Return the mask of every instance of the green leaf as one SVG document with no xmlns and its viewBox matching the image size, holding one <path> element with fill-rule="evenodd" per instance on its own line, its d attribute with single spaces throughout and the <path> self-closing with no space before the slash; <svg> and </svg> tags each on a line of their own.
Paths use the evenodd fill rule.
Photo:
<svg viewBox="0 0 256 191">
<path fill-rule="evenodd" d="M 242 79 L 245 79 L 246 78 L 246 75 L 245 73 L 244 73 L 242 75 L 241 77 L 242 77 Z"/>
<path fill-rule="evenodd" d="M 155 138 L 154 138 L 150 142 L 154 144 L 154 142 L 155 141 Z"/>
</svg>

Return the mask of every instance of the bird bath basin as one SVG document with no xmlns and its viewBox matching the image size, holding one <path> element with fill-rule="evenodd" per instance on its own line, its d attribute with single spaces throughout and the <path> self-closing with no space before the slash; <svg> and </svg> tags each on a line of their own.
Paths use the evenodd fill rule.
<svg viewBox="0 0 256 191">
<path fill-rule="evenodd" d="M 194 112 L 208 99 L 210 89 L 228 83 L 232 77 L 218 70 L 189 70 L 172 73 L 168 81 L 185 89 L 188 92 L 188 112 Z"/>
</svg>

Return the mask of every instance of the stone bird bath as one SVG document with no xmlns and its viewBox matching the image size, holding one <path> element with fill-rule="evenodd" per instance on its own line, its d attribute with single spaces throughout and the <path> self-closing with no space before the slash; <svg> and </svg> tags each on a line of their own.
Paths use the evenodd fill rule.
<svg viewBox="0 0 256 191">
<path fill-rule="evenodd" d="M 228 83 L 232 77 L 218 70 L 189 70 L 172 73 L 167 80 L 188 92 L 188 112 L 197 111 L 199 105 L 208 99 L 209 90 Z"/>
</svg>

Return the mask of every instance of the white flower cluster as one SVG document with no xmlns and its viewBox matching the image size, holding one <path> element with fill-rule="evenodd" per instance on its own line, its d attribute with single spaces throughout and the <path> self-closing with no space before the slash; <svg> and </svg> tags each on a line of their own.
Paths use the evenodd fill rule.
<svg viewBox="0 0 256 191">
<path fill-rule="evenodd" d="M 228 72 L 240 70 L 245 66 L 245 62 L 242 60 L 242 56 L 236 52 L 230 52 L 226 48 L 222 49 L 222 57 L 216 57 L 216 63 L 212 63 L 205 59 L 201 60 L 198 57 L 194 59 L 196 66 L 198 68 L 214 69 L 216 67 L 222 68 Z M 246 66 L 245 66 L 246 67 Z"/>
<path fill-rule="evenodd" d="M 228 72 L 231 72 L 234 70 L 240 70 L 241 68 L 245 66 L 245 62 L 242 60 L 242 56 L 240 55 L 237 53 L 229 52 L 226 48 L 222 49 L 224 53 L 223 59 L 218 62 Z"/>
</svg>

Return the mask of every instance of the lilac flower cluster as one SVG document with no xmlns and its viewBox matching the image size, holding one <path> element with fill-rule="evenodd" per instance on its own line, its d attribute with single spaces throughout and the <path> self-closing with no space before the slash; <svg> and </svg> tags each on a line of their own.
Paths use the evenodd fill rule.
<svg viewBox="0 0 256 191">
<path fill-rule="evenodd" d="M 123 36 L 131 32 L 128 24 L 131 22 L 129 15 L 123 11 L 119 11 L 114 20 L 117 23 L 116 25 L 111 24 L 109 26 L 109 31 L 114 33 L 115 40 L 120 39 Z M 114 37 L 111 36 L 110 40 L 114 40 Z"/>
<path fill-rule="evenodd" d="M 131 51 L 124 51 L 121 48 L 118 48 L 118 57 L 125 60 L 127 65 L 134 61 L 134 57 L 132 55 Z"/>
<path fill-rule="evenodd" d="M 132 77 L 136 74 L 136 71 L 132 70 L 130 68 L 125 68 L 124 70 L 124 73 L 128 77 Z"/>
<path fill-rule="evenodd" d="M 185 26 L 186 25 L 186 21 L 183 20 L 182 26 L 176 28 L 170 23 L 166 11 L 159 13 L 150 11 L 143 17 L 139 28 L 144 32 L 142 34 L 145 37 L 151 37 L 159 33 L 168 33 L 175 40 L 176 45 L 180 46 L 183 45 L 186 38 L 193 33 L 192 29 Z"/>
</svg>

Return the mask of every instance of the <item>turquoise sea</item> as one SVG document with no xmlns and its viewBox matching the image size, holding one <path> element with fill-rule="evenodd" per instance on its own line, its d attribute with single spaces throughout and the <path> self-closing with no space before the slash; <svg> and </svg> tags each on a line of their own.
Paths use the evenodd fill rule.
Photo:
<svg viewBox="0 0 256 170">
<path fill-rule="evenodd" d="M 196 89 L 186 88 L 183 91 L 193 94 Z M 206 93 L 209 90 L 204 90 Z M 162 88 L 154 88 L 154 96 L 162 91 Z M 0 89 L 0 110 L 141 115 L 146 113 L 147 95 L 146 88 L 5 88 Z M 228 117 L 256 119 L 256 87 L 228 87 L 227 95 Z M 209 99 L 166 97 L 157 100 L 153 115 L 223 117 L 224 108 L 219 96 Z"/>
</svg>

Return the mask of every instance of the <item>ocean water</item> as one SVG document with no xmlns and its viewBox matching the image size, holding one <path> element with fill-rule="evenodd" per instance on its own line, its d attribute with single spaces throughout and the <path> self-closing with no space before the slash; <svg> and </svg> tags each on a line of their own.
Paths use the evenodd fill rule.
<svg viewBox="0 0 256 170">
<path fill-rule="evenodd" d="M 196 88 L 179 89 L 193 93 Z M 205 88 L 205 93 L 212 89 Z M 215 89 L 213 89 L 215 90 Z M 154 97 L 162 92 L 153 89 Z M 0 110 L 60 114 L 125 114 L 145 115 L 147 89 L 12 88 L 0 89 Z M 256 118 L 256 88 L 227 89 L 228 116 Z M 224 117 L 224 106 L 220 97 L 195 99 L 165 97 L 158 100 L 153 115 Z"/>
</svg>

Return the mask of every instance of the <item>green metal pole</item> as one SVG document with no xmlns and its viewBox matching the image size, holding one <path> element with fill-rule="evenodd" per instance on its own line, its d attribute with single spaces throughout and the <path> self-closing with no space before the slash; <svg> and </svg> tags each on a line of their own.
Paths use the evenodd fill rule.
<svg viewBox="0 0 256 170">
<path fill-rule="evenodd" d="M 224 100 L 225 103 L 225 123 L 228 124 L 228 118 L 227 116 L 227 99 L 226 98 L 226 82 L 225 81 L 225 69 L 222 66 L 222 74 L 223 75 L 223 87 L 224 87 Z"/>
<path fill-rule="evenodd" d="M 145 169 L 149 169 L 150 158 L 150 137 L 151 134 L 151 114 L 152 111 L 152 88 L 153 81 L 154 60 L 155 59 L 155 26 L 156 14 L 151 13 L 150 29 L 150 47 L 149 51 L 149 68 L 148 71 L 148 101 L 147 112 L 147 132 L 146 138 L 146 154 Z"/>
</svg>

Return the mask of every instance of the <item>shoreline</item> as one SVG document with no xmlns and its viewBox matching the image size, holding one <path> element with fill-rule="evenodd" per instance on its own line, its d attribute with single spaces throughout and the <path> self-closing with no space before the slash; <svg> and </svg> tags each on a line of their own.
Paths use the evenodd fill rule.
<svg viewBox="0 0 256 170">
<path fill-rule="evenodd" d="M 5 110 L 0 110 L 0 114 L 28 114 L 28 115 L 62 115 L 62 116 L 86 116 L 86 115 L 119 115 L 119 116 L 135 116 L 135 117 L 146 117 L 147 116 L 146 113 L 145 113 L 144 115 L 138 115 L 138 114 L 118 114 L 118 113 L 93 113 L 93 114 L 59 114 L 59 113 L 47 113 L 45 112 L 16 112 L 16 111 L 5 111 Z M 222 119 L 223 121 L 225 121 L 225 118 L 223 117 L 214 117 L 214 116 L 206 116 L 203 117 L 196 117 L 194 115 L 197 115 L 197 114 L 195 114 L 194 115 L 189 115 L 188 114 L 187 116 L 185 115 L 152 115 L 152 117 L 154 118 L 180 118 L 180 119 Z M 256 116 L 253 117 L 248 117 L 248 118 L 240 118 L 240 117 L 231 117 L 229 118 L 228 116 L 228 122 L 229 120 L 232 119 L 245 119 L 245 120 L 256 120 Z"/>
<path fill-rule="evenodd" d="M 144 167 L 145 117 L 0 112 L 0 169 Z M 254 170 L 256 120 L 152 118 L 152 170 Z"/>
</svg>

-.-.-

- [Exercise] Please select every line of the rows above that contains the word "green", and copy each one.

- [Expected answer]
Return the mask of every instance of the green leaf as one SVG document with no xmlns and its viewBox matching the image size, holding one <path> element with fill-rule="evenodd" per instance on its own line, its d attribute with single spaces throughout and the <path> self-closing with no space before the slash; <svg> and </svg> tags each on a line of their own.
Return the mask of every instance of the <item>green metal pole</item> as one SVG document with no xmlns and its viewBox matching the image size, holding one <path> element with fill-rule="evenodd" per instance on its own line, its d attribute with single spaces throughout and the <path> self-closing with no space before the slash; <svg> and </svg> tags each on a line of their own.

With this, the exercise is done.